AIM OF THE TASK
Extract each line of the data below that contains the string "woman", matching case exactly.

[Data excerpted from a collection]
☆ ☆ ☆ ☆

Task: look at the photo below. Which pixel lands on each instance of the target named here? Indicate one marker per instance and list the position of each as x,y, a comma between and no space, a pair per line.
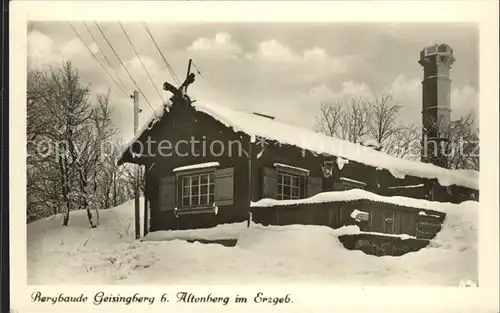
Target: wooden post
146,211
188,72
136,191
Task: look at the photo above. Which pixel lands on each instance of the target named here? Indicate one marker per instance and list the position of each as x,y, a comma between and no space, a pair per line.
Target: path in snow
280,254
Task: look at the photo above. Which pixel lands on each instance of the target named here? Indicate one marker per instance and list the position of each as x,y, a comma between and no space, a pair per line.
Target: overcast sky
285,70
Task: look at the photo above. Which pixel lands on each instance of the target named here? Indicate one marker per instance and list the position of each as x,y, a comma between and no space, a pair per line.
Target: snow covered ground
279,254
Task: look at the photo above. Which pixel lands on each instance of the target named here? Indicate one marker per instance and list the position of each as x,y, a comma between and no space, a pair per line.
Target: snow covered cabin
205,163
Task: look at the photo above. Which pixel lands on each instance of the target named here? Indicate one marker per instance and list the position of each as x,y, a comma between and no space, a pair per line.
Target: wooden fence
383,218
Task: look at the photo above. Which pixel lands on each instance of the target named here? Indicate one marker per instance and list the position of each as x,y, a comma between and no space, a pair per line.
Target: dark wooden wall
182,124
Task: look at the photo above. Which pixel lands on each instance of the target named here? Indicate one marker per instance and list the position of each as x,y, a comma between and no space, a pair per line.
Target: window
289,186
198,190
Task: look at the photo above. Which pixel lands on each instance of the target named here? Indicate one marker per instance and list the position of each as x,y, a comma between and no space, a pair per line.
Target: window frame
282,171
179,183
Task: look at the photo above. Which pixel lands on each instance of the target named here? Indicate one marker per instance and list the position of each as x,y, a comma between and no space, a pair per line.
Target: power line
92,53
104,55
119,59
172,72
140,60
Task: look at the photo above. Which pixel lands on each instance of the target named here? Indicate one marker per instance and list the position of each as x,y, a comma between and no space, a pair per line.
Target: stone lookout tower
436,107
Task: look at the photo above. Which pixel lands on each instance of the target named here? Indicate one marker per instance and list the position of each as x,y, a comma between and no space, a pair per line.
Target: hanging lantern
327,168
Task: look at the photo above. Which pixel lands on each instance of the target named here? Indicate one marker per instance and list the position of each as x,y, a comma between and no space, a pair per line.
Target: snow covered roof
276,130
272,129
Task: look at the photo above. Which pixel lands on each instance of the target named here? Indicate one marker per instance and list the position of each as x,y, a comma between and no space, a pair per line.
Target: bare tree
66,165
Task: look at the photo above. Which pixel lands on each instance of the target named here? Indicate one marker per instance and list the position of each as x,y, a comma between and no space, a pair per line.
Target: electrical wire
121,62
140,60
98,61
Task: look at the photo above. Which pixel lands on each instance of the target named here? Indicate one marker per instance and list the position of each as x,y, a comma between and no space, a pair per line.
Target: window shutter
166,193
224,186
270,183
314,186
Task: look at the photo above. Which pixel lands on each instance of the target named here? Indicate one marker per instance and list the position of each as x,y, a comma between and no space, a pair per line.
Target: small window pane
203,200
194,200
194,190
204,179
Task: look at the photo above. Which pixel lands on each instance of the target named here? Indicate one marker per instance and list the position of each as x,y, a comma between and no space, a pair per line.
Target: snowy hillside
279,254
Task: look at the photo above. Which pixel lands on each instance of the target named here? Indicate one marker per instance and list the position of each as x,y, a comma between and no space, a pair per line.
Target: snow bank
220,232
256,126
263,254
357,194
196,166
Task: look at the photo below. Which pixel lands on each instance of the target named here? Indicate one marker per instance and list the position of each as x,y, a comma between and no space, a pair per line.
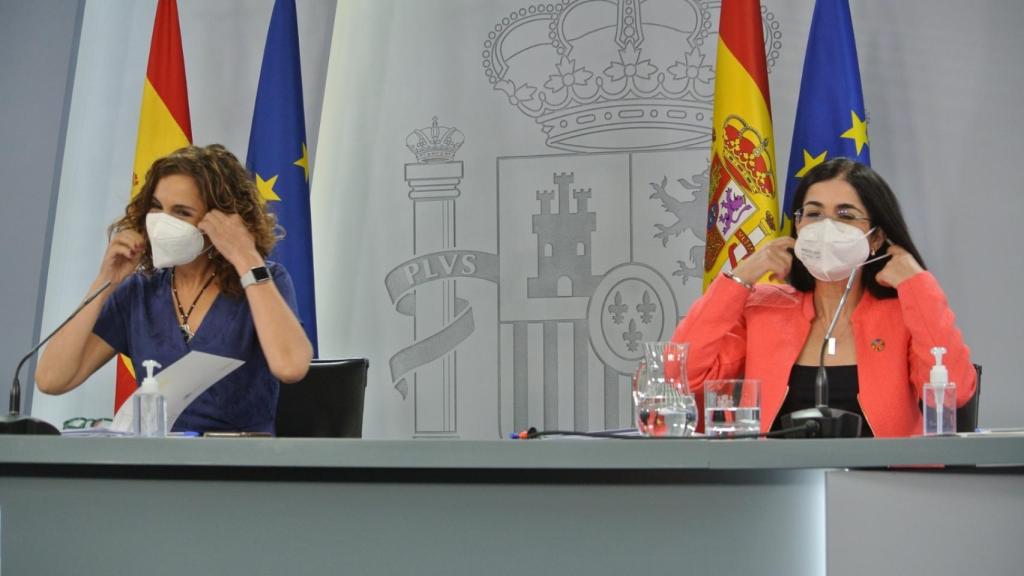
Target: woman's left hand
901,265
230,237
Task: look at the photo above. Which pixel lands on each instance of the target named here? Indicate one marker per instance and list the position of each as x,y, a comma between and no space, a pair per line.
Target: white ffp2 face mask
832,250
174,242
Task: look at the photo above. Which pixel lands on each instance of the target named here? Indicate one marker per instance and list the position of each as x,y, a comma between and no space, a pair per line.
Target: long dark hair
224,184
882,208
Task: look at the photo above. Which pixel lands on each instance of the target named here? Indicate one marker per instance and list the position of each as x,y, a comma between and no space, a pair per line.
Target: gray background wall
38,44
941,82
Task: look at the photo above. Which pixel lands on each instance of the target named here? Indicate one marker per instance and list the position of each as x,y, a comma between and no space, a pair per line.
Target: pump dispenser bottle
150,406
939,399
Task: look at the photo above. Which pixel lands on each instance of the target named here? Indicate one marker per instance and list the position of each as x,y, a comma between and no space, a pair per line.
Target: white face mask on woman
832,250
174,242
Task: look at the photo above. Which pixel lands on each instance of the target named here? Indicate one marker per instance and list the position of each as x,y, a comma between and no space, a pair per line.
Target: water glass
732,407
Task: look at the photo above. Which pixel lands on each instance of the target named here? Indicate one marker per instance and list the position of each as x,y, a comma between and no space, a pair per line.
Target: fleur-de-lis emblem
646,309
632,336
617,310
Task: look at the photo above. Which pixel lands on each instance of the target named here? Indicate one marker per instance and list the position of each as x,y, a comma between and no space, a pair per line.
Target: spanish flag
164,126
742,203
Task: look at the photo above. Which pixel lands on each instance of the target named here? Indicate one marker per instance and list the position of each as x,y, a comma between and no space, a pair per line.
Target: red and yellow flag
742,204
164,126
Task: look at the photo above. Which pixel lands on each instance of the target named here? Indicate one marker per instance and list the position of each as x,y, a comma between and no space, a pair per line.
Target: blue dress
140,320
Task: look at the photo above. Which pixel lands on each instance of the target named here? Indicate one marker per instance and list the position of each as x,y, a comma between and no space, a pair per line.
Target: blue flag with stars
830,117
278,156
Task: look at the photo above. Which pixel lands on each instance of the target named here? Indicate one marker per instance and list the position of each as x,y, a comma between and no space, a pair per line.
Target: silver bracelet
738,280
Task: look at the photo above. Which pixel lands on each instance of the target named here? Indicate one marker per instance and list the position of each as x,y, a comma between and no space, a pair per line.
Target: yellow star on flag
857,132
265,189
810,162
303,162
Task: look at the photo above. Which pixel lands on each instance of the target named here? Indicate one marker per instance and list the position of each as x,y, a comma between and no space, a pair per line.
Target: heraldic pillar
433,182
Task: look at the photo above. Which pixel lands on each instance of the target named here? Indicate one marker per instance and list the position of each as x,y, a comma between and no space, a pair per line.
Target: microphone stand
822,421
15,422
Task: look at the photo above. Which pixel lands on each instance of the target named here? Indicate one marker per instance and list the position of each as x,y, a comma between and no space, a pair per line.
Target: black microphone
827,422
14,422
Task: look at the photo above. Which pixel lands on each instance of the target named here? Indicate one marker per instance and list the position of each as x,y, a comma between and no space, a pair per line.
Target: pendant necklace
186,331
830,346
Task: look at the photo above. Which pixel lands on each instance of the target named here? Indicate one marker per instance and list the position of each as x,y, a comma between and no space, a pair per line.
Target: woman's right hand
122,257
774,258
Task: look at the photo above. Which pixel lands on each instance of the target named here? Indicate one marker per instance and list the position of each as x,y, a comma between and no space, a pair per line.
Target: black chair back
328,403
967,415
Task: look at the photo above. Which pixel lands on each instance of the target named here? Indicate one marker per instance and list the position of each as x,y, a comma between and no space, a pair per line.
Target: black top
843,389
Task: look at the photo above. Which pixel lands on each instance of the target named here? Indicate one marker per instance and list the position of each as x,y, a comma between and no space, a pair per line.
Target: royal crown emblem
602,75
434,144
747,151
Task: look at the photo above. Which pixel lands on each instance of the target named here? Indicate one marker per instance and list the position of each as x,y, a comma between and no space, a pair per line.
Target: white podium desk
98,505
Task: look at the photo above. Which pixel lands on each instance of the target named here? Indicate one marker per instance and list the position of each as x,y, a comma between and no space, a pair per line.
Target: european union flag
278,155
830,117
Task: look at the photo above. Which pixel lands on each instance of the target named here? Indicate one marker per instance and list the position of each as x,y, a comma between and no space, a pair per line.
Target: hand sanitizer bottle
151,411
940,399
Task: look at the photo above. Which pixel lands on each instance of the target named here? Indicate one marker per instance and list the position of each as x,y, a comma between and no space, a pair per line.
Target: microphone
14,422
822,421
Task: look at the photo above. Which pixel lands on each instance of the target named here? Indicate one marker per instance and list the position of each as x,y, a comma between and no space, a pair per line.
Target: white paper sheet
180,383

☆ ☆ ☆ ☆

ANSWER TO THIS PROBLEM
Target: woman's left hand
Target: white face mask on woman
Target: woman's right hand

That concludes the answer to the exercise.